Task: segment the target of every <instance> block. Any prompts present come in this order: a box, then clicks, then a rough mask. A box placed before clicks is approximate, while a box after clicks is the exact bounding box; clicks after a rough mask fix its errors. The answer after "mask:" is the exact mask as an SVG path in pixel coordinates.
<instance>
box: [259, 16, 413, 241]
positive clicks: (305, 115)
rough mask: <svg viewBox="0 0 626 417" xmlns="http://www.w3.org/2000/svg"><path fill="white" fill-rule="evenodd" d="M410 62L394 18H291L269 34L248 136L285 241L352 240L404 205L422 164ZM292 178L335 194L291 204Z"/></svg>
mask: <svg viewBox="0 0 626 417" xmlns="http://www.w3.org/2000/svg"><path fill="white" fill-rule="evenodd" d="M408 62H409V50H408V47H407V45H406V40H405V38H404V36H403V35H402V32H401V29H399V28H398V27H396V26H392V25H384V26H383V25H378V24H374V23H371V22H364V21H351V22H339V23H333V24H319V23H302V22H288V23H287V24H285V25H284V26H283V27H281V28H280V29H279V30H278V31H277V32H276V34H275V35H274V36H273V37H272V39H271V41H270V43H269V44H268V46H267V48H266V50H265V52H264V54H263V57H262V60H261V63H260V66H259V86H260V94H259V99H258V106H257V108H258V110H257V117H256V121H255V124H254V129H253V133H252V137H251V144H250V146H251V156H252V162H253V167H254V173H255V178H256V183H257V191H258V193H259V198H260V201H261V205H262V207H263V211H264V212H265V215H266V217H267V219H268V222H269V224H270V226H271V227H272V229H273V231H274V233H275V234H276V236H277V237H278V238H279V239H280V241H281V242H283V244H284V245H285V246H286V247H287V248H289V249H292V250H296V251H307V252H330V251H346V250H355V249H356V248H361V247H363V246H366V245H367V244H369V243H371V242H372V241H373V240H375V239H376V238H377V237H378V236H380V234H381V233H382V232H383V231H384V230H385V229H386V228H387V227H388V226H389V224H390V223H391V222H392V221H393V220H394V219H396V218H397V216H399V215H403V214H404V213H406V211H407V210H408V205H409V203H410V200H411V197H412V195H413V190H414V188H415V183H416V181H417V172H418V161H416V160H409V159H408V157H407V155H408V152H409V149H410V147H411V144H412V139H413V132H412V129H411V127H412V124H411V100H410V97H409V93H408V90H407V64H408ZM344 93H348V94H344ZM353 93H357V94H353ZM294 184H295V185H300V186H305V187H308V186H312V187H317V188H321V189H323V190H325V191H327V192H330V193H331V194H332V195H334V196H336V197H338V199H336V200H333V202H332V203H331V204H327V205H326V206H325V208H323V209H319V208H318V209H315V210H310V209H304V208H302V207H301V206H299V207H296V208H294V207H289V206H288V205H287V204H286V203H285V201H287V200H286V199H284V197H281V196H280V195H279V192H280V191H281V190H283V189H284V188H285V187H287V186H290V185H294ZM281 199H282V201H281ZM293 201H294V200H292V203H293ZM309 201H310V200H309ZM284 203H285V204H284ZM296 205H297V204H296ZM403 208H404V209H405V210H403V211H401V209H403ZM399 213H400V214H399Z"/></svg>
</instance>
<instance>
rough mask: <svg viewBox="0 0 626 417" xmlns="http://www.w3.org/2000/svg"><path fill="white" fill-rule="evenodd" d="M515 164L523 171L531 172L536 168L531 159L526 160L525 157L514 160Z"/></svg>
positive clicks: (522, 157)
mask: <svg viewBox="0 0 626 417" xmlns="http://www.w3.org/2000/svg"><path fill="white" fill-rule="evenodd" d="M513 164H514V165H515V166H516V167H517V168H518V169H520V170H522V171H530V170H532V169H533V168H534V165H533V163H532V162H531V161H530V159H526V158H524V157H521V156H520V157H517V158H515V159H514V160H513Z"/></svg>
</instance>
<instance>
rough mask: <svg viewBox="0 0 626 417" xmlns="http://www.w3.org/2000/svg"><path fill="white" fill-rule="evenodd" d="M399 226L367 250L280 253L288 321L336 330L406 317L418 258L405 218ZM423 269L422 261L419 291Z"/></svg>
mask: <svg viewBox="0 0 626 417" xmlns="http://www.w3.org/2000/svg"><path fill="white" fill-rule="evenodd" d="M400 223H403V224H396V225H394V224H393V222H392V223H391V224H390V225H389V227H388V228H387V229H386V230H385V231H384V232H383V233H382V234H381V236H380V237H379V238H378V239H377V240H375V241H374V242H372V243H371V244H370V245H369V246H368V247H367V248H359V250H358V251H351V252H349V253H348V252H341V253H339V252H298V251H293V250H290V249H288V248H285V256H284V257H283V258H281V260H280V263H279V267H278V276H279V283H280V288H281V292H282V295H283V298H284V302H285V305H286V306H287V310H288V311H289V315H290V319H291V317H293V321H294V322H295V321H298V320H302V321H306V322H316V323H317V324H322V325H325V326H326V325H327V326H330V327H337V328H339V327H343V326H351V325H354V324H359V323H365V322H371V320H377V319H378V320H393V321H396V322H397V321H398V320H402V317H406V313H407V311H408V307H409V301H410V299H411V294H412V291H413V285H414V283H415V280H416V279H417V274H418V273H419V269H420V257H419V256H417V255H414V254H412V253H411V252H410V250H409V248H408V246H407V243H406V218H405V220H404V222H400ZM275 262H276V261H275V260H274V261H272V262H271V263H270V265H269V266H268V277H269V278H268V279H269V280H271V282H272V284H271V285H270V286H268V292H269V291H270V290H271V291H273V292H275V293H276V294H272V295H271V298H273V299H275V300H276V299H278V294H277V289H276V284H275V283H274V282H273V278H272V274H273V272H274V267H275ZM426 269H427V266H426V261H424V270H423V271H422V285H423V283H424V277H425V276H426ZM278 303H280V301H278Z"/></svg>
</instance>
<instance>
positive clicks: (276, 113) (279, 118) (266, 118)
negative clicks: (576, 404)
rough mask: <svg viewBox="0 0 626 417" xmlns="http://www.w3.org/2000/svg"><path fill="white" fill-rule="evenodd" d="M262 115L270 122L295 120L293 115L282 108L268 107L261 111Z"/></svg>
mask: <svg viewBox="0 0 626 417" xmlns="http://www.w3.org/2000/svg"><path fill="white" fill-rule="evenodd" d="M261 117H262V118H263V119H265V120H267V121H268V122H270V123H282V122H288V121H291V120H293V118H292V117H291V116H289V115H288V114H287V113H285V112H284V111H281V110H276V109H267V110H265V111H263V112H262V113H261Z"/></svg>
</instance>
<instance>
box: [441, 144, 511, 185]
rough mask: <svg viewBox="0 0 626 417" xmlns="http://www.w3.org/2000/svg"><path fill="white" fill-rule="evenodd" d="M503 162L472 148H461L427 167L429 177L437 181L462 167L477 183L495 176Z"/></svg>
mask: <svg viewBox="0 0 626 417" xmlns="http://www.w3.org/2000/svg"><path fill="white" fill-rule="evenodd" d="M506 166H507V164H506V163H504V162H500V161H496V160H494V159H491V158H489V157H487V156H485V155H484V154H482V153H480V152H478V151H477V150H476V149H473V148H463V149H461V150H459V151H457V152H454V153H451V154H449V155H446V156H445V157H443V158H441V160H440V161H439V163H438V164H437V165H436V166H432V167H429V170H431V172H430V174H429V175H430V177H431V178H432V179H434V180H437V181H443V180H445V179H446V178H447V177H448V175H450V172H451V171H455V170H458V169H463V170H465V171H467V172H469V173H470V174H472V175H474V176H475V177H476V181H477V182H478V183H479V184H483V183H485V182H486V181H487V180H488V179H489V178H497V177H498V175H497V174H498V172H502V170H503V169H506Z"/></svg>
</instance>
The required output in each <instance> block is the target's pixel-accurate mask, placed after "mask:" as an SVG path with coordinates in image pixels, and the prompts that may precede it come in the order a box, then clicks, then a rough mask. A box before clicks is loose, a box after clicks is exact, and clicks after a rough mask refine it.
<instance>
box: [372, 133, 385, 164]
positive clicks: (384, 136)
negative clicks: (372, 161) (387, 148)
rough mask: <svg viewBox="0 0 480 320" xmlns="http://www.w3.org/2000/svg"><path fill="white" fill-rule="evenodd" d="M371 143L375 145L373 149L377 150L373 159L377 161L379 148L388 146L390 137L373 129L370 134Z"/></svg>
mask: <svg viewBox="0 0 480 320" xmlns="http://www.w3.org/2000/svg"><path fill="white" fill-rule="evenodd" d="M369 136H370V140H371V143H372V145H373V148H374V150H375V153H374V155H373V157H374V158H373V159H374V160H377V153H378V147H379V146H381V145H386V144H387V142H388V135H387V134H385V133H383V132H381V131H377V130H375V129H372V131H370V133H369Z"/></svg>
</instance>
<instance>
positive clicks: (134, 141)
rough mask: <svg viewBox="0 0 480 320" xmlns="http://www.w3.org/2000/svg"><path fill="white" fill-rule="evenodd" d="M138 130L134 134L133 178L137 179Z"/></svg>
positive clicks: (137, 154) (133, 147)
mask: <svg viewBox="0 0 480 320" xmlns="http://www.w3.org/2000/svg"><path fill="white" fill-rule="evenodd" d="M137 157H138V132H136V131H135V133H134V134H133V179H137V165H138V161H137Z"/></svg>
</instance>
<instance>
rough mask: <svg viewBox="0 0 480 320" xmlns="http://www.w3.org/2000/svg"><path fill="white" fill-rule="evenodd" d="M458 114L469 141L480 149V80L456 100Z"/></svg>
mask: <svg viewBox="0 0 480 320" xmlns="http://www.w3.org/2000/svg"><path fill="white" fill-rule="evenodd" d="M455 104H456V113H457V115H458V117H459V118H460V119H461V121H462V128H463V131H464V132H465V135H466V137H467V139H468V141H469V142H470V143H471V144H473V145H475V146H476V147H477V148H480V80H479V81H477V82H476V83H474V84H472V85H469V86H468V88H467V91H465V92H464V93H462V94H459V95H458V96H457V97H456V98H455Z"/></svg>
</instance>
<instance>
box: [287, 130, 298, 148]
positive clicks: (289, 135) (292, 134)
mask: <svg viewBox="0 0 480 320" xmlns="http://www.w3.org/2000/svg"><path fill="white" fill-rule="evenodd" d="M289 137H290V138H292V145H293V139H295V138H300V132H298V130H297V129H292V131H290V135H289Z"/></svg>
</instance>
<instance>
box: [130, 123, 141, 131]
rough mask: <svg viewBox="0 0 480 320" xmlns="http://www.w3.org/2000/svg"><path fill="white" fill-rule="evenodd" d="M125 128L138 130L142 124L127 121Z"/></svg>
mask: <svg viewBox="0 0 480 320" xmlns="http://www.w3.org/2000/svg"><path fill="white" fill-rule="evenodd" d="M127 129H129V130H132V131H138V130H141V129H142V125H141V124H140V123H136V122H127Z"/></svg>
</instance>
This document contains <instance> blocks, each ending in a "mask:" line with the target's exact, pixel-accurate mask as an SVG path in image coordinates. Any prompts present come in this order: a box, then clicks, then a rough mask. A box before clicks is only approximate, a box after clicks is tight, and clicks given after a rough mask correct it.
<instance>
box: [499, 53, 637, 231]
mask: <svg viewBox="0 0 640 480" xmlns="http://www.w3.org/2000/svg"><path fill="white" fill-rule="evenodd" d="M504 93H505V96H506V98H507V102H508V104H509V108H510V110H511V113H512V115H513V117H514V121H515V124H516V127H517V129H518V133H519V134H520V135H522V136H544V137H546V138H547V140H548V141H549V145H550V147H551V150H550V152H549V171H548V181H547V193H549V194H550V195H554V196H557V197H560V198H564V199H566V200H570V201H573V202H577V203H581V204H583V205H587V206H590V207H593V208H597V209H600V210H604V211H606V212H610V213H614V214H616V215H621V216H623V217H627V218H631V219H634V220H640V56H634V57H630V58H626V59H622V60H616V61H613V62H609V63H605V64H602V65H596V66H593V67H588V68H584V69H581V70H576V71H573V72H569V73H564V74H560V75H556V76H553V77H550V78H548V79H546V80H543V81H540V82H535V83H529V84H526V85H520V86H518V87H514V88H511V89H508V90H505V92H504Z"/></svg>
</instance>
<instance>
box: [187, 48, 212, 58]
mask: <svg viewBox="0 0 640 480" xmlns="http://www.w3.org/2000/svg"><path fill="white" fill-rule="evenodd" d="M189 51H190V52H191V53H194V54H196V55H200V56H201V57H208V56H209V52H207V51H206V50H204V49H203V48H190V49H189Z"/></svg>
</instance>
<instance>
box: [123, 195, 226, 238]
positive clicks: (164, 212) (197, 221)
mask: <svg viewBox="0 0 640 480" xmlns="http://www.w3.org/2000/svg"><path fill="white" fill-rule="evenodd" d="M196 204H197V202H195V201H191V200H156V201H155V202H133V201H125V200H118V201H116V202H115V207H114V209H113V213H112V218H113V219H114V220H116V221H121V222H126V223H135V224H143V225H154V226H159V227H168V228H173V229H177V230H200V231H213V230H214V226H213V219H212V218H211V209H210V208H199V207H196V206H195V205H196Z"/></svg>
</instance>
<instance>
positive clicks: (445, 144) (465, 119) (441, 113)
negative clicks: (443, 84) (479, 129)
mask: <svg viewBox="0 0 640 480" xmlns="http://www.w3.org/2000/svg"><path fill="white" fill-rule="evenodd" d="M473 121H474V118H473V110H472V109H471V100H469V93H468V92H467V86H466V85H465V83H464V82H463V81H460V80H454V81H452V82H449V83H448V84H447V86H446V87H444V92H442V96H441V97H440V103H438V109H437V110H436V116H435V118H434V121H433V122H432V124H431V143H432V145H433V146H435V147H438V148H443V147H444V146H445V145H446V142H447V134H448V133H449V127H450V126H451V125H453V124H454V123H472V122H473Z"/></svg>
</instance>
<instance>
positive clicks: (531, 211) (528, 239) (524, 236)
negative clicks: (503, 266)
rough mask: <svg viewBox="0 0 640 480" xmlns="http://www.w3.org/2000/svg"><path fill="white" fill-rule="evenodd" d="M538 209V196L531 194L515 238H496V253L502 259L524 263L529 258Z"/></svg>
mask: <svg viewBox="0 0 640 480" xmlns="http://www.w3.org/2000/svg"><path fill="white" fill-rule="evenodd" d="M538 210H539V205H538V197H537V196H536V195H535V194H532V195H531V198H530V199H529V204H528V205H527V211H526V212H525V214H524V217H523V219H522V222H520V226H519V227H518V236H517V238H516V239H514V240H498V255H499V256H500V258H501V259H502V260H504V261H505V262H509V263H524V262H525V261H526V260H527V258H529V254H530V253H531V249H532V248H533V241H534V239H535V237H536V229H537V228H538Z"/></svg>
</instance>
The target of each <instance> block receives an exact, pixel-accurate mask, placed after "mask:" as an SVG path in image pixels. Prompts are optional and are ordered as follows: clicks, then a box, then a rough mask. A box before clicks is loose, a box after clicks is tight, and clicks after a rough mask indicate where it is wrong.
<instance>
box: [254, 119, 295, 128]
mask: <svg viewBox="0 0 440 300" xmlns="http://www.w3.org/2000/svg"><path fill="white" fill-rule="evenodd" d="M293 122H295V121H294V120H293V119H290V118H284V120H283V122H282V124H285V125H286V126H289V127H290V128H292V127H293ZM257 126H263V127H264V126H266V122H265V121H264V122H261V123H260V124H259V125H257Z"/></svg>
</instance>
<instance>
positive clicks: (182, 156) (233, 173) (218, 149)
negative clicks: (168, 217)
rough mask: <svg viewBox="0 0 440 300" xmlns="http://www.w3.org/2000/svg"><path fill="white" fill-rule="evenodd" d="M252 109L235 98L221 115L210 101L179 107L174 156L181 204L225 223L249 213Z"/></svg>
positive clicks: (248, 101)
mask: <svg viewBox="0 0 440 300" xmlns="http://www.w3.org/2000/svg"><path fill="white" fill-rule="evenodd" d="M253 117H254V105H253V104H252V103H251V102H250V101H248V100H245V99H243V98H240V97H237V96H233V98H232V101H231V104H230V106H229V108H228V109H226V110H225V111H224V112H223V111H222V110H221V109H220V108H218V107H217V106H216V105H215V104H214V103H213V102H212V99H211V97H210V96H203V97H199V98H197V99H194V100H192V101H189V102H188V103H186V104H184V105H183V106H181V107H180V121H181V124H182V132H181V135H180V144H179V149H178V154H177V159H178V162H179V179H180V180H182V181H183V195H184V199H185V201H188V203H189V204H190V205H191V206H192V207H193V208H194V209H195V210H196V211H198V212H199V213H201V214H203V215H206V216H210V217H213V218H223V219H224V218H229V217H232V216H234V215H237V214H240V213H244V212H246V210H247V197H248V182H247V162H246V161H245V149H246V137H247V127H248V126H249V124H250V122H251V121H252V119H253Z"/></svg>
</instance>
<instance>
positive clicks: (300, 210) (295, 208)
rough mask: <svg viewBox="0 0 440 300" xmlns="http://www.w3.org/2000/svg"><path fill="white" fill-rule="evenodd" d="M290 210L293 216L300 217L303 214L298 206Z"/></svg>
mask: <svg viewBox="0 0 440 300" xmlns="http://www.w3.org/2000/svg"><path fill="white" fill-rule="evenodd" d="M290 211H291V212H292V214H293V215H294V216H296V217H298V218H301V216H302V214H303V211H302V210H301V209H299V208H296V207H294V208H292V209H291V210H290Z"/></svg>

Instruction:
Rewrite the stretch from the start of the records through the line containing "62L394 18H291L269 34L248", switching "positive clicks" to "foreground clicks" and leaving everything else as it is.

Exercise output:
Task: segment the target of every <instance> block. Any prompts present come in this order: a box, then clicks, then a rough mask. A box placed before clicks is approximate, while a box after clicks is the exact bounding box; clicks after a rough mask fix its errors. The answer after "mask:" is the exact mask as an SVG path in pixel coordinates.
<instance>
box: [259, 16, 413, 241]
foreground clicks: (305, 115)
rough mask: <svg viewBox="0 0 626 417" xmlns="http://www.w3.org/2000/svg"><path fill="white" fill-rule="evenodd" d="M410 62L394 18H291L269 34L248 136L285 241L352 240L404 205L422 164ZM292 178L335 194L291 204Z"/></svg>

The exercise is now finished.